◆ DATASET CONTENT
= = = = = = =
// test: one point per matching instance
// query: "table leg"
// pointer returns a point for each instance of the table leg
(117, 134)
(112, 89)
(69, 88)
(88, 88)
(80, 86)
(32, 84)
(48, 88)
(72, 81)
= = = = = = =
◆ TASK
Copy out every line of the items above, including the request lines. Offset each answer coordinate by 10, adding 10 to both the x and the y values.

◆ RIGHT ANSWER
// test: one point per matching instance
// query: "table leg"
// pointer returns a point for each instance of the table leg
(127, 144)
(122, 99)
(79, 98)
(98, 98)
(90, 96)
(42, 94)
(58, 98)
(82, 91)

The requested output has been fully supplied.